***** Dataset extract *****

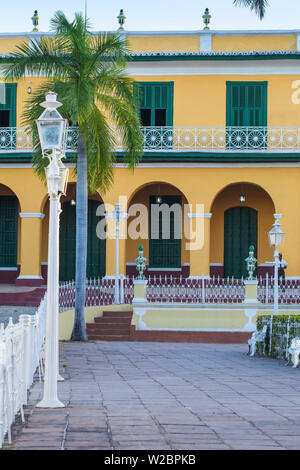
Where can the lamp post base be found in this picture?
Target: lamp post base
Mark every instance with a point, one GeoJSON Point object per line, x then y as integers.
{"type": "Point", "coordinates": [50, 404]}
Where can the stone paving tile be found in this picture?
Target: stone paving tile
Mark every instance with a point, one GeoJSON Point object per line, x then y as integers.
{"type": "Point", "coordinates": [158, 396]}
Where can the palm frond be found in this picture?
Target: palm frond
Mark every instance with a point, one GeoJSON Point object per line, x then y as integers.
{"type": "Point", "coordinates": [259, 6]}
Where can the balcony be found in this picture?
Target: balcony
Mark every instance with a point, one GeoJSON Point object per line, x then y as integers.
{"type": "Point", "coordinates": [179, 139]}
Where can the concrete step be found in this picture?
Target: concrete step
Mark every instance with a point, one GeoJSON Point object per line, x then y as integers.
{"type": "Point", "coordinates": [114, 321]}
{"type": "Point", "coordinates": [97, 337]}
{"type": "Point", "coordinates": [114, 332]}
{"type": "Point", "coordinates": [113, 326]}
{"type": "Point", "coordinates": [107, 314]}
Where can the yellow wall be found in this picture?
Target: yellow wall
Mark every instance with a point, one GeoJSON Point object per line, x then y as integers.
{"type": "Point", "coordinates": [201, 100]}
{"type": "Point", "coordinates": [9, 44]}
{"type": "Point", "coordinates": [142, 197]}
{"type": "Point", "coordinates": [164, 44]}
{"type": "Point", "coordinates": [200, 186]}
{"type": "Point", "coordinates": [257, 199]}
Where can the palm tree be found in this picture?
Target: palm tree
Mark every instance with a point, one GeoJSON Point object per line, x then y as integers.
{"type": "Point", "coordinates": [259, 6]}
{"type": "Point", "coordinates": [87, 71]}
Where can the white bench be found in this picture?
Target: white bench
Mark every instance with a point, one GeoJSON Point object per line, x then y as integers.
{"type": "Point", "coordinates": [294, 351]}
{"type": "Point", "coordinates": [257, 337]}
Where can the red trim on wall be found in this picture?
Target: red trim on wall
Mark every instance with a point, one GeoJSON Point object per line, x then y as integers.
{"type": "Point", "coordinates": [30, 282]}
{"type": "Point", "coordinates": [224, 337]}
{"type": "Point", "coordinates": [9, 277]}
{"type": "Point", "coordinates": [184, 271]}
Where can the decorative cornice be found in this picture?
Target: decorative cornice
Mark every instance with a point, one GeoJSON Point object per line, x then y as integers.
{"type": "Point", "coordinates": [25, 215]}
{"type": "Point", "coordinates": [204, 55]}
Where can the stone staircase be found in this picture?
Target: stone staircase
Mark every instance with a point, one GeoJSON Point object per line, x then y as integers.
{"type": "Point", "coordinates": [112, 326]}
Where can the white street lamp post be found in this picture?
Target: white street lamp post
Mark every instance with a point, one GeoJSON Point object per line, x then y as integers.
{"type": "Point", "coordinates": [52, 132]}
{"type": "Point", "coordinates": [117, 215]}
{"type": "Point", "coordinates": [276, 236]}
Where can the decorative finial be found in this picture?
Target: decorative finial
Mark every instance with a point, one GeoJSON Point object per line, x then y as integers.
{"type": "Point", "coordinates": [141, 264]}
{"type": "Point", "coordinates": [121, 18]}
{"type": "Point", "coordinates": [206, 18]}
{"type": "Point", "coordinates": [251, 263]}
{"type": "Point", "coordinates": [35, 21]}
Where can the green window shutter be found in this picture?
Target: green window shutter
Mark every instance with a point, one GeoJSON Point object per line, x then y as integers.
{"type": "Point", "coordinates": [67, 242]}
{"type": "Point", "coordinates": [9, 108]}
{"type": "Point", "coordinates": [240, 231]}
{"type": "Point", "coordinates": [246, 103]}
{"type": "Point", "coordinates": [165, 253]}
{"type": "Point", "coordinates": [96, 256]}
{"type": "Point", "coordinates": [8, 231]}
{"type": "Point", "coordinates": [155, 103]}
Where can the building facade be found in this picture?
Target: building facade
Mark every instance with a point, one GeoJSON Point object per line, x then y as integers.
{"type": "Point", "coordinates": [220, 113]}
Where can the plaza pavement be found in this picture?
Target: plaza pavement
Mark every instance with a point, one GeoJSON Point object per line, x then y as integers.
{"type": "Point", "coordinates": [169, 396]}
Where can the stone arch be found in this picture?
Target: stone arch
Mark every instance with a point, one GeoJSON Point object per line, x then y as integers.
{"type": "Point", "coordinates": [96, 247]}
{"type": "Point", "coordinates": [145, 194]}
{"type": "Point", "coordinates": [257, 199]}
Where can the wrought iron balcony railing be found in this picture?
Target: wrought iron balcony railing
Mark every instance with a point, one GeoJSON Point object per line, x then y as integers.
{"type": "Point", "coordinates": [180, 139]}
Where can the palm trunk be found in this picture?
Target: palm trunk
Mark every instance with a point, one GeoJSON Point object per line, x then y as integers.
{"type": "Point", "coordinates": [79, 330]}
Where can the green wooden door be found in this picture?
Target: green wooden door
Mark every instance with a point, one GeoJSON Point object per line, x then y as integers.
{"type": "Point", "coordinates": [240, 231]}
{"type": "Point", "coordinates": [8, 105]}
{"type": "Point", "coordinates": [165, 252]}
{"type": "Point", "coordinates": [8, 231]}
{"type": "Point", "coordinates": [96, 256]}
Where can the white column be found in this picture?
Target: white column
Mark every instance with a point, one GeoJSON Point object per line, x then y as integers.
{"type": "Point", "coordinates": [50, 399]}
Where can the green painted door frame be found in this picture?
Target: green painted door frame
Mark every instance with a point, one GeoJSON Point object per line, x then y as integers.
{"type": "Point", "coordinates": [155, 96]}
{"type": "Point", "coordinates": [240, 231]}
{"type": "Point", "coordinates": [165, 252]}
{"type": "Point", "coordinates": [10, 103]}
{"type": "Point", "coordinates": [246, 103]}
{"type": "Point", "coordinates": [9, 206]}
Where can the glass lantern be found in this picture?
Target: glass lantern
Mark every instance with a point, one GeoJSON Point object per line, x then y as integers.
{"type": "Point", "coordinates": [51, 125]}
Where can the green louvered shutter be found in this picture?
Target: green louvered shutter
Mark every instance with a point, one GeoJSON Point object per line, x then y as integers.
{"type": "Point", "coordinates": [156, 103]}
{"type": "Point", "coordinates": [95, 250]}
{"type": "Point", "coordinates": [8, 231]}
{"type": "Point", "coordinates": [246, 104]}
{"type": "Point", "coordinates": [96, 255]}
{"type": "Point", "coordinates": [247, 107]}
{"type": "Point", "coordinates": [240, 231]}
{"type": "Point", "coordinates": [8, 107]}
{"type": "Point", "coordinates": [165, 253]}
{"type": "Point", "coordinates": [67, 242]}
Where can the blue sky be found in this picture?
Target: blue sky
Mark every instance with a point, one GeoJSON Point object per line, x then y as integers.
{"type": "Point", "coordinates": [152, 15]}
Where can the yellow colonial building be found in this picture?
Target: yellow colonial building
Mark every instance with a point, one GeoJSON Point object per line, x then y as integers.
{"type": "Point", "coordinates": [220, 112]}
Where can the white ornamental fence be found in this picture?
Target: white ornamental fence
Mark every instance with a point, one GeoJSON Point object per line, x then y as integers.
{"type": "Point", "coordinates": [178, 139]}
{"type": "Point", "coordinates": [167, 289]}
{"type": "Point", "coordinates": [288, 290]}
{"type": "Point", "coordinates": [195, 290]}
{"type": "Point", "coordinates": [98, 292]}
{"type": "Point", "coordinates": [21, 354]}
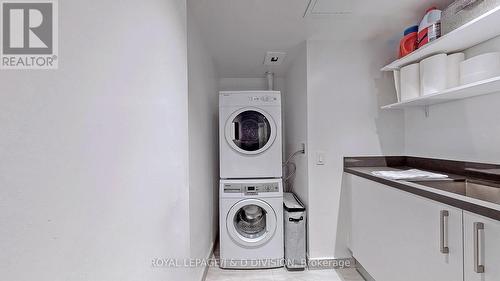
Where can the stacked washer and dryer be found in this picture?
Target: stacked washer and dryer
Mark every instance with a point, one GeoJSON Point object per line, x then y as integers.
{"type": "Point", "coordinates": [251, 189]}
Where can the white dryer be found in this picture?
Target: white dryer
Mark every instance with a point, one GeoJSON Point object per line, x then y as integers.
{"type": "Point", "coordinates": [251, 223]}
{"type": "Point", "coordinates": [250, 134]}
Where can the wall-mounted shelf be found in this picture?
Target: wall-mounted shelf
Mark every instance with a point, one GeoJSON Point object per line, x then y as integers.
{"type": "Point", "coordinates": [481, 29]}
{"type": "Point", "coordinates": [488, 86]}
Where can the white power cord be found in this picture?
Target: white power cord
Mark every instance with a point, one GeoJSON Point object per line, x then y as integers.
{"type": "Point", "coordinates": [290, 170]}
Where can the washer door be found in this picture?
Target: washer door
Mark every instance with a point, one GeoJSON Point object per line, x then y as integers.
{"type": "Point", "coordinates": [250, 131]}
{"type": "Point", "coordinates": [251, 222]}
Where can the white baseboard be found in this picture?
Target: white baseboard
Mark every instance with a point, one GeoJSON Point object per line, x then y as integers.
{"type": "Point", "coordinates": [207, 266]}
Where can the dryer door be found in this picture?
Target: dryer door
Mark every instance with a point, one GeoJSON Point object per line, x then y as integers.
{"type": "Point", "coordinates": [250, 131]}
{"type": "Point", "coordinates": [251, 222]}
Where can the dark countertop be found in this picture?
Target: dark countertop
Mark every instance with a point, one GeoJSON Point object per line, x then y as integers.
{"type": "Point", "coordinates": [474, 187]}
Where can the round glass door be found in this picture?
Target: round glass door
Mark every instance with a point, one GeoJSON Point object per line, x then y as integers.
{"type": "Point", "coordinates": [250, 131]}
{"type": "Point", "coordinates": [251, 222]}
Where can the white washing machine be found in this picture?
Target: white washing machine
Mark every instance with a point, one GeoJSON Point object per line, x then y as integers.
{"type": "Point", "coordinates": [251, 223]}
{"type": "Point", "coordinates": [250, 134]}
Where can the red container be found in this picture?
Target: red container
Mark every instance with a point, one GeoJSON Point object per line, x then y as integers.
{"type": "Point", "coordinates": [408, 44]}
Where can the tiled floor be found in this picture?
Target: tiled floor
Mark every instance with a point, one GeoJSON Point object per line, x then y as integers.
{"type": "Point", "coordinates": [281, 274]}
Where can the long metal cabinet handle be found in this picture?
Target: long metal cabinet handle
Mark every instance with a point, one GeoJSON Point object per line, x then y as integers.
{"type": "Point", "coordinates": [478, 268]}
{"type": "Point", "coordinates": [443, 233]}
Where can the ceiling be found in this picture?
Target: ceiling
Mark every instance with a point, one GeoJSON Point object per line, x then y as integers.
{"type": "Point", "coordinates": [240, 32]}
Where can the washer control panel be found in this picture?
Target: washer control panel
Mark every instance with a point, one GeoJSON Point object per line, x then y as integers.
{"type": "Point", "coordinates": [251, 189]}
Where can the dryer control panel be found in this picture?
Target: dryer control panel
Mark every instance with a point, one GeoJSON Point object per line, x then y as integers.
{"type": "Point", "coordinates": [250, 189]}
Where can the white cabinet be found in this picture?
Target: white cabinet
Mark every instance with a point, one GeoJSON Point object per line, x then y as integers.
{"type": "Point", "coordinates": [400, 236]}
{"type": "Point", "coordinates": [481, 248]}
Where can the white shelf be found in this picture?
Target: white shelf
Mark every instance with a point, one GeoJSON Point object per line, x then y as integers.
{"type": "Point", "coordinates": [488, 86]}
{"type": "Point", "coordinates": [481, 29]}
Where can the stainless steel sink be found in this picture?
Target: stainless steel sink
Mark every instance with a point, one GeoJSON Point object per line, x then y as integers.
{"type": "Point", "coordinates": [471, 188]}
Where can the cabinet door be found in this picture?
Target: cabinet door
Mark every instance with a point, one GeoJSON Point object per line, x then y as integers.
{"type": "Point", "coordinates": [482, 248]}
{"type": "Point", "coordinates": [400, 236]}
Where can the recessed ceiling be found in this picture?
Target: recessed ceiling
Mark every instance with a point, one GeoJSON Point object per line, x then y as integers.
{"type": "Point", "coordinates": [239, 33]}
{"type": "Point", "coordinates": [329, 8]}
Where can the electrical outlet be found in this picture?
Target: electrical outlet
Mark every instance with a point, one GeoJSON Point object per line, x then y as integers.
{"type": "Point", "coordinates": [303, 147]}
{"type": "Point", "coordinates": [320, 158]}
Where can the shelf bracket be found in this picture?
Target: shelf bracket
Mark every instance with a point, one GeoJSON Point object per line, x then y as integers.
{"type": "Point", "coordinates": [426, 111]}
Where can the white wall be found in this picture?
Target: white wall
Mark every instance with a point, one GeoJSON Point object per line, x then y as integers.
{"type": "Point", "coordinates": [467, 130]}
{"type": "Point", "coordinates": [295, 118]}
{"type": "Point", "coordinates": [94, 170]}
{"type": "Point", "coordinates": [345, 90]}
{"type": "Point", "coordinates": [248, 84]}
{"type": "Point", "coordinates": [203, 145]}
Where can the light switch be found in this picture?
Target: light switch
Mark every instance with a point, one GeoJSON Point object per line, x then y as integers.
{"type": "Point", "coordinates": [320, 158]}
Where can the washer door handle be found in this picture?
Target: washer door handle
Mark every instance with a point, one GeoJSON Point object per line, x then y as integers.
{"type": "Point", "coordinates": [235, 131]}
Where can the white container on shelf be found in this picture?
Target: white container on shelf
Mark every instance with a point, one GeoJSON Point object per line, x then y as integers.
{"type": "Point", "coordinates": [479, 68]}
{"type": "Point", "coordinates": [453, 69]}
{"type": "Point", "coordinates": [410, 82]}
{"type": "Point", "coordinates": [397, 83]}
{"type": "Point", "coordinates": [433, 74]}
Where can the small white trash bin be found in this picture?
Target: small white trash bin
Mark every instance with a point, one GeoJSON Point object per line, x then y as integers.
{"type": "Point", "coordinates": [295, 232]}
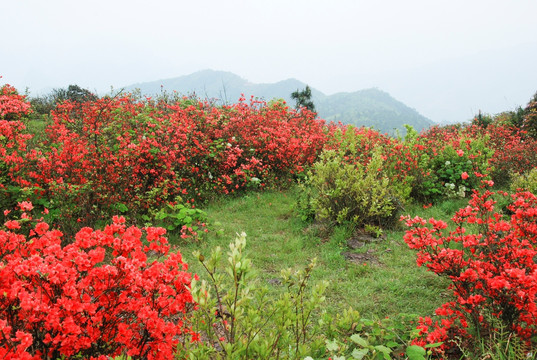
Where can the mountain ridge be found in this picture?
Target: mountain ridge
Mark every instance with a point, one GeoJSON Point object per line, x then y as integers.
{"type": "Point", "coordinates": [367, 107]}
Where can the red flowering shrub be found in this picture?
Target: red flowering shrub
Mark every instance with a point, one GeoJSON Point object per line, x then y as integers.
{"type": "Point", "coordinates": [118, 155]}
{"type": "Point", "coordinates": [70, 301]}
{"type": "Point", "coordinates": [13, 139]}
{"type": "Point", "coordinates": [490, 261]}
{"type": "Point", "coordinates": [515, 152]}
{"type": "Point", "coordinates": [12, 105]}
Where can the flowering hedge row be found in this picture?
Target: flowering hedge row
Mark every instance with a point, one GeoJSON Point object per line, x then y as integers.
{"type": "Point", "coordinates": [116, 155]}
{"type": "Point", "coordinates": [110, 292]}
{"type": "Point", "coordinates": [490, 261]}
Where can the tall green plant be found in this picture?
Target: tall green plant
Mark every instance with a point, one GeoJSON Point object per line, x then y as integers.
{"type": "Point", "coordinates": [239, 319]}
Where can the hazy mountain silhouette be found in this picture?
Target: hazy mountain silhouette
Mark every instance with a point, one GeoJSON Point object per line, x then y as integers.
{"type": "Point", "coordinates": [369, 107]}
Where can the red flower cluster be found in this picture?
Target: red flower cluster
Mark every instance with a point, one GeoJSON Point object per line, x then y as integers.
{"type": "Point", "coordinates": [12, 105]}
{"type": "Point", "coordinates": [109, 292]}
{"type": "Point", "coordinates": [493, 272]}
{"type": "Point", "coordinates": [98, 154]}
{"type": "Point", "coordinates": [515, 152]}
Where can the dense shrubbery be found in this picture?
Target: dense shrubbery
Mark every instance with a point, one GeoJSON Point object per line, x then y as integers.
{"type": "Point", "coordinates": [490, 261]}
{"type": "Point", "coordinates": [111, 155]}
{"type": "Point", "coordinates": [110, 292]}
{"type": "Point", "coordinates": [92, 293]}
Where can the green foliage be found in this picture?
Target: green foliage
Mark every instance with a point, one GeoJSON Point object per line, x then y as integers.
{"type": "Point", "coordinates": [482, 120]}
{"type": "Point", "coordinates": [352, 193]}
{"type": "Point", "coordinates": [303, 99]}
{"type": "Point", "coordinates": [239, 319]}
{"type": "Point", "coordinates": [500, 344]}
{"type": "Point", "coordinates": [372, 339]}
{"type": "Point", "coordinates": [530, 117]}
{"type": "Point", "coordinates": [177, 219]}
{"type": "Point", "coordinates": [445, 170]}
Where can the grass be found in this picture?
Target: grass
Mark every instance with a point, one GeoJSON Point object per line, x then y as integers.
{"type": "Point", "coordinates": [278, 239]}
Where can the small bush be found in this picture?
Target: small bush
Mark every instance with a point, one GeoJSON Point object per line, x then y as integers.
{"type": "Point", "coordinates": [346, 192]}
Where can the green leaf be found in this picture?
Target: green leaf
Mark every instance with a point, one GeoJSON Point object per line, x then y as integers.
{"type": "Point", "coordinates": [331, 345]}
{"type": "Point", "coordinates": [359, 353]}
{"type": "Point", "coordinates": [359, 340]}
{"type": "Point", "coordinates": [415, 352]}
{"type": "Point", "coordinates": [383, 349]}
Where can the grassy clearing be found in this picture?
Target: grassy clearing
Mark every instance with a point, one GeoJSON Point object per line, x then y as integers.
{"type": "Point", "coordinates": [278, 239]}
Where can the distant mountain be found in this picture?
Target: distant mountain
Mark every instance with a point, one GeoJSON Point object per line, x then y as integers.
{"type": "Point", "coordinates": [370, 107]}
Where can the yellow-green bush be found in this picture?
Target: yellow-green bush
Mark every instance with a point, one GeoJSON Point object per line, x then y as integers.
{"type": "Point", "coordinates": [346, 192]}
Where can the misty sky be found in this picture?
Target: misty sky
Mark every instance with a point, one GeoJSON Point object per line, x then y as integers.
{"type": "Point", "coordinates": [333, 46]}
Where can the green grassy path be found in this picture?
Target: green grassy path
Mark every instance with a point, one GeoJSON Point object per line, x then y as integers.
{"type": "Point", "coordinates": [278, 239]}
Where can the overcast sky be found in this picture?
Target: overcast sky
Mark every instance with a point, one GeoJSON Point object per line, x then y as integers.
{"type": "Point", "coordinates": [337, 45]}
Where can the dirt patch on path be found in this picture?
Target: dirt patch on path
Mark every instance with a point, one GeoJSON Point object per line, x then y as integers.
{"type": "Point", "coordinates": [368, 257]}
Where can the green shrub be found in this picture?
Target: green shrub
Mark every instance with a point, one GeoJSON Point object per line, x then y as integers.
{"type": "Point", "coordinates": [451, 173]}
{"type": "Point", "coordinates": [343, 192]}
{"type": "Point", "coordinates": [237, 318]}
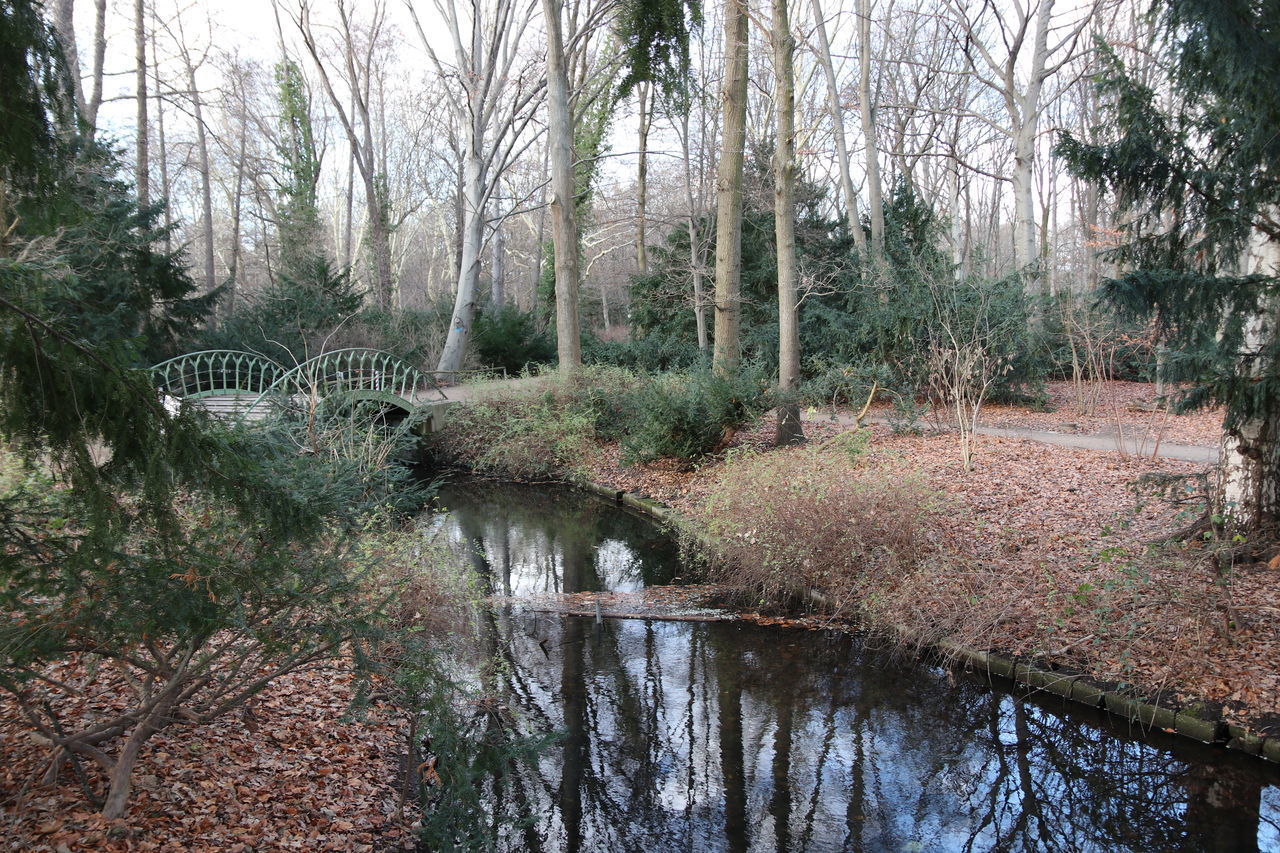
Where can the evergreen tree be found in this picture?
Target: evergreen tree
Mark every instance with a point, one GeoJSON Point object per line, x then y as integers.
{"type": "Point", "coordinates": [186, 556]}
{"type": "Point", "coordinates": [298, 213]}
{"type": "Point", "coordinates": [1197, 172]}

*****

Work required: Each line in the entries above, starting at the line with "Where can the dense" and ending at the line with "Target: green foliage", is to be printed exactly, and only those lines.

Result:
Where can the dense shrubbery be found in this picture?
Target: dense shrubbery
Mark every instance with a point, one GeoJSON Point object per line, x then y as integers.
{"type": "Point", "coordinates": [490, 261]}
{"type": "Point", "coordinates": [111, 155]}
{"type": "Point", "coordinates": [110, 292]}
{"type": "Point", "coordinates": [92, 293]}
Where can the green foliage be found in this picture?
Target: green foliage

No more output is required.